--- Begin Information given ---
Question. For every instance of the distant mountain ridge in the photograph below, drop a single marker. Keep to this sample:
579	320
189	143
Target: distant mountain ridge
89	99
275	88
--- End Information given ---
• _What this task involves_
Turn the lines above into a JSON list of strings, one string per line, and leave out any blank lines.

• _Exercise answer_
[
  "Question. For every instance of the distant mountain ridge in the photograph below, drop a single marker. Keep to this sample:",
  "579\t320",
  "189\t143",
  "Target: distant mountain ridge",
  "89\t99",
  "275\t88"
]